- Directions for this task
Reproduce the lines below word for word, everything from the line containing "Put a marker on every instance of the flat" down to the line containing "[(899, 329)]", including both of those lines.

[Recorded data]
******************************

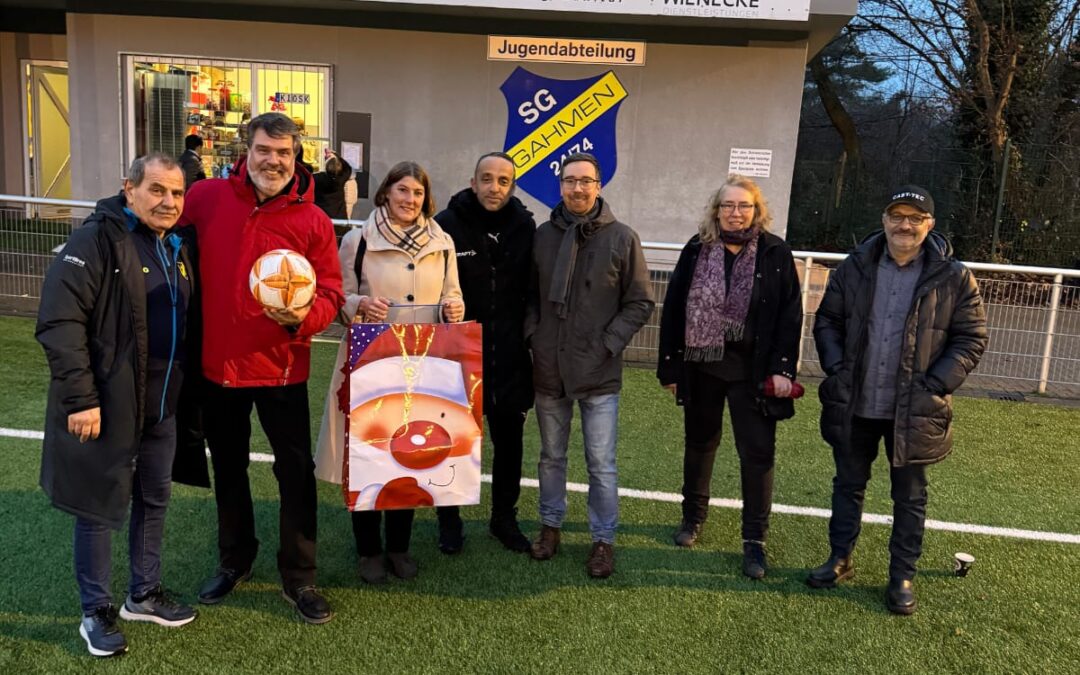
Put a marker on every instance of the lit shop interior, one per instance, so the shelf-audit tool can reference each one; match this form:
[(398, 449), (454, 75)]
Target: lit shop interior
[(171, 97)]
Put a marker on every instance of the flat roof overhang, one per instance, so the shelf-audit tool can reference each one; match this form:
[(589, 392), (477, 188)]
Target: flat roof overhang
[(825, 19)]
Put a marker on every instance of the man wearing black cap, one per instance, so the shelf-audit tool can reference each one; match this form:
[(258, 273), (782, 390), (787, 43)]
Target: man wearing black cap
[(899, 329)]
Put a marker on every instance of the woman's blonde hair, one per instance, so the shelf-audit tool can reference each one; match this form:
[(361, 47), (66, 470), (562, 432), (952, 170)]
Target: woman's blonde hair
[(710, 228)]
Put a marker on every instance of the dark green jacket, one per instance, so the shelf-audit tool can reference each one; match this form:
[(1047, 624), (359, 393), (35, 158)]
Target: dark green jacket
[(610, 299)]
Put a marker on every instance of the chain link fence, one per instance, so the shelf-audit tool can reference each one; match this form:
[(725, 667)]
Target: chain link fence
[(1028, 213)]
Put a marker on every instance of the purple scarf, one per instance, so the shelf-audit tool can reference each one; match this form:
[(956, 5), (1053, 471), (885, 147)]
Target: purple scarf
[(716, 313)]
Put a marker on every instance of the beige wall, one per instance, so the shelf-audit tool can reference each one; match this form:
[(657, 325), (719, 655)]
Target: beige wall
[(14, 48), (435, 98)]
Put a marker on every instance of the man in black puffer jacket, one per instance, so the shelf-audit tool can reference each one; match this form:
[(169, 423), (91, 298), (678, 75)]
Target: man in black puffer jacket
[(901, 326), (493, 233), (115, 323)]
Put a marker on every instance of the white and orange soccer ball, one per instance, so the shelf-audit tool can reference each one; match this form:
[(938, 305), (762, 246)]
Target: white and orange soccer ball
[(282, 279)]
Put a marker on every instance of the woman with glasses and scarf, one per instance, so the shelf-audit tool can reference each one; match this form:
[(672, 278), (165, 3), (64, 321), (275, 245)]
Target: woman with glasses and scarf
[(729, 334), (397, 267)]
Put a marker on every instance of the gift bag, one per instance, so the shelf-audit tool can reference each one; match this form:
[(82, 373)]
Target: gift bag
[(414, 426)]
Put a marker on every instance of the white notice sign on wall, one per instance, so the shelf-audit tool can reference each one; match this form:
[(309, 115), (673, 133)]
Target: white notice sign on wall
[(752, 162)]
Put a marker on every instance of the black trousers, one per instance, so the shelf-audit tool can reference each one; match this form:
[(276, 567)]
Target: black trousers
[(367, 524), (507, 428), (285, 418), (755, 436), (849, 489)]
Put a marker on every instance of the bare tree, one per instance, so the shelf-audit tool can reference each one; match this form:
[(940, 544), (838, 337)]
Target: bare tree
[(969, 50)]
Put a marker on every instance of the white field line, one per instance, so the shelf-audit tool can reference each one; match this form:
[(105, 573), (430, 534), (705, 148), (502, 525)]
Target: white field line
[(876, 518)]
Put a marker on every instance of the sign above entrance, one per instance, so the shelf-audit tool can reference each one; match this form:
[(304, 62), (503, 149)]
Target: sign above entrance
[(565, 51), (552, 119), (777, 10)]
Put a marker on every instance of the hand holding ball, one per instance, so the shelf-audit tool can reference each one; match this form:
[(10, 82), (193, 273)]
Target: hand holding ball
[(282, 280)]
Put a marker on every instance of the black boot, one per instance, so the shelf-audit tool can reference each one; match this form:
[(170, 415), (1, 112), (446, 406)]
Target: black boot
[(754, 563), (505, 529)]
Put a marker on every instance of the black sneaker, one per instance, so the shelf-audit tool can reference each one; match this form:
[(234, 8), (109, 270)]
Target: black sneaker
[(309, 603), (102, 633), (754, 562), (451, 535), (221, 583), (157, 607)]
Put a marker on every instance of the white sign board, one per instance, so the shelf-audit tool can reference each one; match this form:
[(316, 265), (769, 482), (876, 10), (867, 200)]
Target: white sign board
[(565, 51), (751, 162), (353, 153), (778, 10)]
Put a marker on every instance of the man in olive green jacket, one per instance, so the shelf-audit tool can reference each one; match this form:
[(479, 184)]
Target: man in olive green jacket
[(592, 295)]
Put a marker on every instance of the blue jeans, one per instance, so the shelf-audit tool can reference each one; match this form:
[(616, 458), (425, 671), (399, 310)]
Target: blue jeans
[(599, 422), (151, 487)]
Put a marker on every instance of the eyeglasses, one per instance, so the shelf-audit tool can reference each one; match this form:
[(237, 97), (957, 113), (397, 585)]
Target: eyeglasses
[(585, 183), (742, 206), (915, 218)]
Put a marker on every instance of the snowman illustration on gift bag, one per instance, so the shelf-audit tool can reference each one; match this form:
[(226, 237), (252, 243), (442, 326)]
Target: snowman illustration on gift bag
[(414, 424)]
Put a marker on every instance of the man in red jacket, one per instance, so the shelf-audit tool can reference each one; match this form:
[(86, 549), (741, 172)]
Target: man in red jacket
[(254, 356)]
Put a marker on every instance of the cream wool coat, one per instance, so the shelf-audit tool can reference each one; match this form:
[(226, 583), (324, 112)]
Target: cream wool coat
[(386, 272)]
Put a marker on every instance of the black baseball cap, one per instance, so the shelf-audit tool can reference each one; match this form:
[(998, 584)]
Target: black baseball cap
[(913, 196)]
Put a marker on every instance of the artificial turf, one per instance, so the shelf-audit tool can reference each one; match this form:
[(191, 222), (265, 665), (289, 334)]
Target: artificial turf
[(664, 610)]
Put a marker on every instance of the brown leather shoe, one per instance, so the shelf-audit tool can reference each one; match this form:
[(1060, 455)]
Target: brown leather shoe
[(601, 563), (547, 543)]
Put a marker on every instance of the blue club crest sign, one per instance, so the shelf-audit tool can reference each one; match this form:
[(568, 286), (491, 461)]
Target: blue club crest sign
[(550, 119)]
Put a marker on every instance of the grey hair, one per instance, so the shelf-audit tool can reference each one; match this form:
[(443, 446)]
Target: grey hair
[(710, 228), (275, 125), (137, 170)]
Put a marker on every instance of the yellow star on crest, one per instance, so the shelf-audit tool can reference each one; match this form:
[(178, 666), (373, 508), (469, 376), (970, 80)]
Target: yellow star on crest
[(286, 281)]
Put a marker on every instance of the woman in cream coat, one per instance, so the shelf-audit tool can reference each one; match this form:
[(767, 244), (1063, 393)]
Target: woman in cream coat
[(408, 274)]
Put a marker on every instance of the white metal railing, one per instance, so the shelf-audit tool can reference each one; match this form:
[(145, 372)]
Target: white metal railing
[(1034, 322)]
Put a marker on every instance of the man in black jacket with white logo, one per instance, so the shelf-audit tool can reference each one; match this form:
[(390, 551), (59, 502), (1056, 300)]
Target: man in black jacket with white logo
[(113, 323), (493, 235), (899, 329)]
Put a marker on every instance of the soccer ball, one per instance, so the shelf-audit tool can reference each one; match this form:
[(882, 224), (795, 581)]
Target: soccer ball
[(282, 279)]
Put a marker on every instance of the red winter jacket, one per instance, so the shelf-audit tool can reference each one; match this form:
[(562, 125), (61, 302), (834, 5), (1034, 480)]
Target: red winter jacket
[(241, 346)]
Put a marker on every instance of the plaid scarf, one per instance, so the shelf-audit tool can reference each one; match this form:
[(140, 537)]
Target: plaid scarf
[(715, 312), (412, 239)]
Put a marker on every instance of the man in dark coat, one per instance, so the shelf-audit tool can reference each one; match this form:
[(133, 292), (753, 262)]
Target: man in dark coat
[(493, 234), (190, 162), (112, 323), (591, 295), (899, 329)]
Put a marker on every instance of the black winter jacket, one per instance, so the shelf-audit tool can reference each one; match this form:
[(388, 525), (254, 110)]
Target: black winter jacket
[(779, 321), (944, 338), (92, 325), (495, 257), (329, 190)]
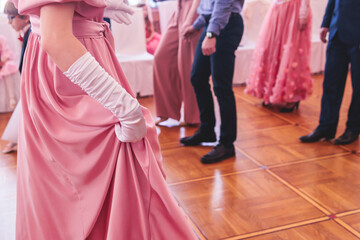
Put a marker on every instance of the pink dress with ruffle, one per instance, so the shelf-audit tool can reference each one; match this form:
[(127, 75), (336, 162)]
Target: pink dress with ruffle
[(76, 180), (280, 68), (9, 78)]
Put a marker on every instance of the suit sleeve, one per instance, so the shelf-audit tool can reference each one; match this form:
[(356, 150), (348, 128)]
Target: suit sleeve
[(220, 15), (328, 14)]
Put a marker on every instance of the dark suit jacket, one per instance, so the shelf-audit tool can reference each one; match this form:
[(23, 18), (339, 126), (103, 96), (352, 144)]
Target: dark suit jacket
[(23, 48), (345, 21)]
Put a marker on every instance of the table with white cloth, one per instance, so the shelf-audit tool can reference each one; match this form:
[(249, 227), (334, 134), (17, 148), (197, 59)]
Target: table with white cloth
[(254, 13), (166, 10), (130, 49)]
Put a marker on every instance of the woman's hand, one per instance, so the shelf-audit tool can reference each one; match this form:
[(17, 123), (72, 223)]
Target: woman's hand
[(119, 11), (323, 34), (188, 32), (208, 46), (303, 23)]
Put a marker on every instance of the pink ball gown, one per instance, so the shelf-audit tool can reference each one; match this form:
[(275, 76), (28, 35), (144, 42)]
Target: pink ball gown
[(9, 78), (76, 180), (280, 71)]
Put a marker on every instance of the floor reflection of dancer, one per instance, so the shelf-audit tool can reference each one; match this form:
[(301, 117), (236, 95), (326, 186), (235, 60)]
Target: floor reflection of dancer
[(21, 24), (89, 161)]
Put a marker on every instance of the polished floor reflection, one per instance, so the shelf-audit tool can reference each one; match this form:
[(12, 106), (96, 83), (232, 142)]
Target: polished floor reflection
[(275, 187)]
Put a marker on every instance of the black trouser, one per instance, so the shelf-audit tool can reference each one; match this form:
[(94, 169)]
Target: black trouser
[(220, 66), (338, 57)]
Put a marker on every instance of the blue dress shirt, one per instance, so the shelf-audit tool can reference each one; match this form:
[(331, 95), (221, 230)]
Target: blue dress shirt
[(220, 11)]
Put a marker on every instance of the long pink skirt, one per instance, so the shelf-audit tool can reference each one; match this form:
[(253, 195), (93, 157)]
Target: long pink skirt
[(76, 180), (280, 68)]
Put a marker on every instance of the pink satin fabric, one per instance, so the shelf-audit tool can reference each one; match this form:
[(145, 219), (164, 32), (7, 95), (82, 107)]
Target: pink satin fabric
[(172, 69), (10, 66), (76, 180), (280, 68)]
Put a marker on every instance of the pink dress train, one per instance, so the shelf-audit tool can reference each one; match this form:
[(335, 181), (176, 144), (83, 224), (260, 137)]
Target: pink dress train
[(280, 68), (76, 180)]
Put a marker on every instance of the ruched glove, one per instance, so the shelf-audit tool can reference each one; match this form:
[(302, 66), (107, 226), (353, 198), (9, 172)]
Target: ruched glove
[(87, 73)]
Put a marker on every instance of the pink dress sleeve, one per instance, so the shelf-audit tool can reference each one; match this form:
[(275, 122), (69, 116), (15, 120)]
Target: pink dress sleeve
[(33, 6), (304, 8)]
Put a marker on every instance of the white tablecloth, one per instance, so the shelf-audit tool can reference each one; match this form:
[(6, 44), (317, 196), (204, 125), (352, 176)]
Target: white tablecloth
[(130, 48), (166, 10)]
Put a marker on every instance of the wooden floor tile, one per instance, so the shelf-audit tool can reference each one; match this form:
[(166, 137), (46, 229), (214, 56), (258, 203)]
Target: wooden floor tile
[(183, 164), (327, 230), (169, 136), (260, 123), (332, 182), (242, 203), (353, 221), (281, 135), (283, 153), (291, 197)]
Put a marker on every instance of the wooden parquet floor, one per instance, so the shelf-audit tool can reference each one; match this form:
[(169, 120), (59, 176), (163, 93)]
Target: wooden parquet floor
[(275, 187)]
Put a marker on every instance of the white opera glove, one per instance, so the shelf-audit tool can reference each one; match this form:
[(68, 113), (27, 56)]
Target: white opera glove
[(119, 11), (87, 73)]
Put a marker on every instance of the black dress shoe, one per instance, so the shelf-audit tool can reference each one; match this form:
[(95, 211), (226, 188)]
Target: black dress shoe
[(218, 153), (346, 138), (199, 137), (316, 136)]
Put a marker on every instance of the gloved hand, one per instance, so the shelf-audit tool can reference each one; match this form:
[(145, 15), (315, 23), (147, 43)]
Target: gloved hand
[(87, 73), (118, 10)]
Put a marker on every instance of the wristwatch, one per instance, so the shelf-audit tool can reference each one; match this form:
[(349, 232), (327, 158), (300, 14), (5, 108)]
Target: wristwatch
[(210, 35)]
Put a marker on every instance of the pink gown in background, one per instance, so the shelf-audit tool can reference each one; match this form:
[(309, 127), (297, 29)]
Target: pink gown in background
[(9, 78), (280, 68), (76, 180)]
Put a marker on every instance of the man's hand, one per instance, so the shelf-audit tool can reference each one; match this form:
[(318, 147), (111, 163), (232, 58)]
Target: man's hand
[(188, 32), (303, 23), (323, 33), (208, 46)]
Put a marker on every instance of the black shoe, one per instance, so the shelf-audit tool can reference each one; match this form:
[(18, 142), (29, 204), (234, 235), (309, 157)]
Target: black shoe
[(346, 138), (218, 153), (199, 137), (316, 136)]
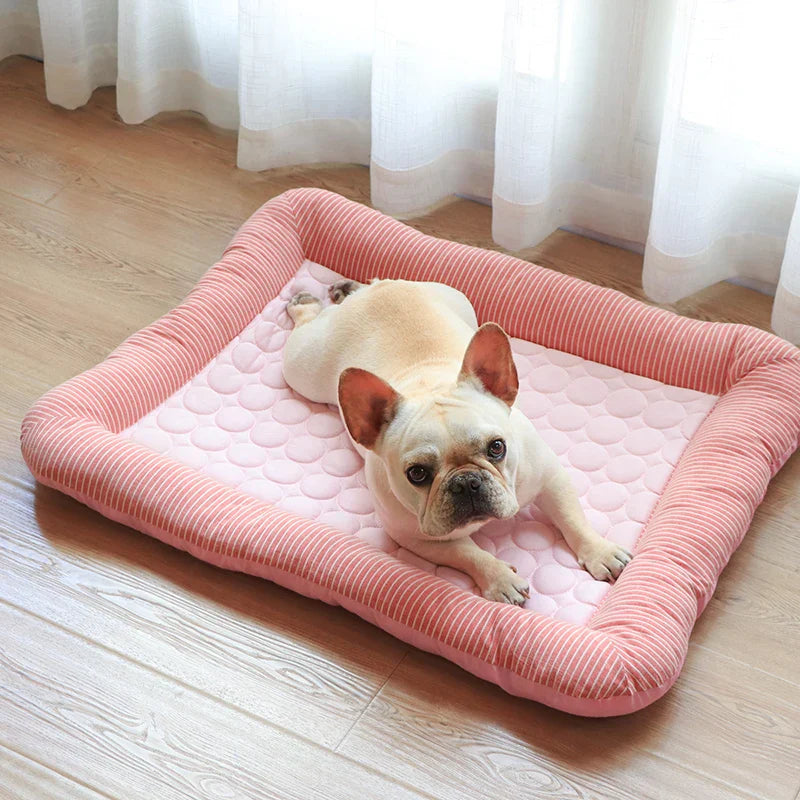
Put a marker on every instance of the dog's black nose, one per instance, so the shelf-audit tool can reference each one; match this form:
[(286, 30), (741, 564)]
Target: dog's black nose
[(466, 481)]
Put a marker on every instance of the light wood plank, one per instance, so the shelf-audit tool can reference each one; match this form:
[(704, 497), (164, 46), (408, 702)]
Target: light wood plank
[(22, 778), (430, 711), (137, 734), (289, 660)]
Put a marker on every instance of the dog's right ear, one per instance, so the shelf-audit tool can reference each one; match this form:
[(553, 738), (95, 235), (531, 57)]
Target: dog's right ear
[(368, 404)]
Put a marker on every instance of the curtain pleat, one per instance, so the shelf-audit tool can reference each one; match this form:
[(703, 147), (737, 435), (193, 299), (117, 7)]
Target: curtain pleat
[(669, 125)]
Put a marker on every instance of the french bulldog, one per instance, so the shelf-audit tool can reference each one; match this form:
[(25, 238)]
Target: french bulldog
[(428, 397)]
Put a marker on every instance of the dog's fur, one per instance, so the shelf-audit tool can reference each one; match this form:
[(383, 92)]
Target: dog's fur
[(420, 385)]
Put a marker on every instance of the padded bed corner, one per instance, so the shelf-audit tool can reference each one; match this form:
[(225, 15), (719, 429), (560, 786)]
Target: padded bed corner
[(670, 427)]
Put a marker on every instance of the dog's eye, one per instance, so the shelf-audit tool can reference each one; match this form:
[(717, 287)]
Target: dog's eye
[(496, 449), (417, 474)]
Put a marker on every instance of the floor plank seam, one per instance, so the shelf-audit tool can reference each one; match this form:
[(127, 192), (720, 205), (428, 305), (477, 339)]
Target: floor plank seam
[(729, 657), (213, 698), (54, 769), (371, 700)]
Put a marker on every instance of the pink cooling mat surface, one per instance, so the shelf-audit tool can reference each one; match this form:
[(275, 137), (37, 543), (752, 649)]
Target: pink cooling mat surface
[(618, 434), (670, 427)]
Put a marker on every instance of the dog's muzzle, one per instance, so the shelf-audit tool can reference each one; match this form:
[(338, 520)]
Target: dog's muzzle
[(470, 495)]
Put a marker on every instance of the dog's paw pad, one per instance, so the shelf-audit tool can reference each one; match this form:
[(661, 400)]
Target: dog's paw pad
[(604, 561), (341, 289), (506, 586), (302, 299)]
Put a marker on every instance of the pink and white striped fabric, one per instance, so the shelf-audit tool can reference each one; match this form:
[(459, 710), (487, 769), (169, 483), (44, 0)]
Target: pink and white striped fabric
[(630, 651)]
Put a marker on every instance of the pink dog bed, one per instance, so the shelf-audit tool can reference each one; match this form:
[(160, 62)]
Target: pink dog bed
[(670, 428)]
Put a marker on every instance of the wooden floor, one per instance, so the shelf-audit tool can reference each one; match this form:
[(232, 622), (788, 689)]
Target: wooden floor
[(130, 670)]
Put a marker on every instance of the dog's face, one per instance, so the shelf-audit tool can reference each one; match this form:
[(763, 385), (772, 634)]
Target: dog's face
[(450, 457)]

******************************

- Answer in full
Put a marker on every instance of the flat roof overhang, one per instance, so the shelf-audit tool can reference each one; match this form:
[(589, 392), (477, 188)]
Target: flat roof overhang
[(825, 19)]
Put a marker on every instance of the man wearing black cap, one per instance, so the shelf-audit tool can reference each one; match this form:
[(258, 273), (782, 390), (787, 43)]
Target: man wearing black cap
[(899, 329)]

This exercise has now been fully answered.